## Records supplied
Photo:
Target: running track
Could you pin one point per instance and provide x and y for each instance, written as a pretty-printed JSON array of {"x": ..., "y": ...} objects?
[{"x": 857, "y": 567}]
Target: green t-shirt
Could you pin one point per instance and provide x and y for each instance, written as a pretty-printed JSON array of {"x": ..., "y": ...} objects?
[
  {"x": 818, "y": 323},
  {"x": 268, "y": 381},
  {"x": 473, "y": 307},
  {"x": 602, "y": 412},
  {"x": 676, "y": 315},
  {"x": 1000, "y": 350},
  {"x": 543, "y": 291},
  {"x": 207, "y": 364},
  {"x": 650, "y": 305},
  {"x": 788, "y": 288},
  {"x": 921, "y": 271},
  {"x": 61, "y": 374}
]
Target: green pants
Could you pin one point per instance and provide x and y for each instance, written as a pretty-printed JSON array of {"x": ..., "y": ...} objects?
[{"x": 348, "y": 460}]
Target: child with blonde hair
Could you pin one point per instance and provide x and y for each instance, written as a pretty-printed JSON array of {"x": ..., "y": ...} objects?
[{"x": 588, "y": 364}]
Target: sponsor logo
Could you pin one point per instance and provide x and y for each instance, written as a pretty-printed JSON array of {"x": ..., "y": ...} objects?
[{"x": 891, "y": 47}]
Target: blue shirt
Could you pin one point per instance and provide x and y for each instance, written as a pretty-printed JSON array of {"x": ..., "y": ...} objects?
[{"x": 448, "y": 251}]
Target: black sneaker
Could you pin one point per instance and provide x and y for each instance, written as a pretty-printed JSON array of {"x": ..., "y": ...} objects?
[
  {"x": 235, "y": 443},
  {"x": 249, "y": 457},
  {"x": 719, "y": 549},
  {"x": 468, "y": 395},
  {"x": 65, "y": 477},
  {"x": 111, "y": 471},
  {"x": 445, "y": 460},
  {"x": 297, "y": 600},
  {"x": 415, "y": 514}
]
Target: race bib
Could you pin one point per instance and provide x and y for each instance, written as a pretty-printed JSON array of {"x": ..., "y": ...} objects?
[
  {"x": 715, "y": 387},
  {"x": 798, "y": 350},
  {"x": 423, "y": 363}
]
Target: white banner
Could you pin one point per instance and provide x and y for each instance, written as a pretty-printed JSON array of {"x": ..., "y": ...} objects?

## About this task
Copy out the full listing above. Keep every word as it is.

## Solution for this task
Photo:
Target: running track
Could you pin one point per instance and provide x and y for each instance, written as a pretty-printed JSON array of {"x": ..., "y": ...} objects?
[{"x": 857, "y": 567}]
Target: green t-shirt
Could you pin one point per instance and provide x and y for each instance, written as a pretty-printed JSON array of {"x": ..., "y": ...} objects?
[
  {"x": 818, "y": 323},
  {"x": 268, "y": 381},
  {"x": 473, "y": 307},
  {"x": 602, "y": 412},
  {"x": 676, "y": 315},
  {"x": 1000, "y": 350},
  {"x": 543, "y": 291},
  {"x": 207, "y": 364},
  {"x": 650, "y": 305},
  {"x": 788, "y": 288},
  {"x": 921, "y": 271},
  {"x": 61, "y": 374}
]
Target: green pants
Could you pin one point per instance and provide x and y for each instance, written as a pretty-printed JSON array of {"x": ..., "y": ...} objects?
[{"x": 348, "y": 460}]
Target: child with blonde hair
Could you pin one point per instance and provide x and y for each instance, written as a pretty-printed JSON array of {"x": ..., "y": ...} objects?
[{"x": 588, "y": 364}]
Target: sponsor logo
Could you pin one point per instance and provide x and y for each instance, written as a pretty-printed JSON array of {"x": ..., "y": ...} objects?
[{"x": 891, "y": 47}]
Target: blue shirt
Could you pin one point per instance and provide x and y for each instance, written as a pretty-printed JSON array of {"x": ..., "y": ...} objects?
[{"x": 448, "y": 251}]
Target: black sneaker
Could you pin one point per instance and provide x and y for each instance, written as a pretty-printed JSON array of {"x": ..., "y": ...} objects?
[
  {"x": 235, "y": 443},
  {"x": 249, "y": 457},
  {"x": 719, "y": 549},
  {"x": 468, "y": 395},
  {"x": 65, "y": 477},
  {"x": 111, "y": 471},
  {"x": 445, "y": 460},
  {"x": 297, "y": 600},
  {"x": 415, "y": 514}
]
Target: race bib
Could you pin one point per instance and provide x and y for each instance, written as a pretty-printed JSON array of {"x": ..., "y": ...} objects?
[
  {"x": 715, "y": 387},
  {"x": 798, "y": 350},
  {"x": 423, "y": 363}
]
Target: white banner
Could you pin one point per instance and provide x and y for each instance, written as a pretty-printed JSON array of {"x": ..., "y": ...} objects?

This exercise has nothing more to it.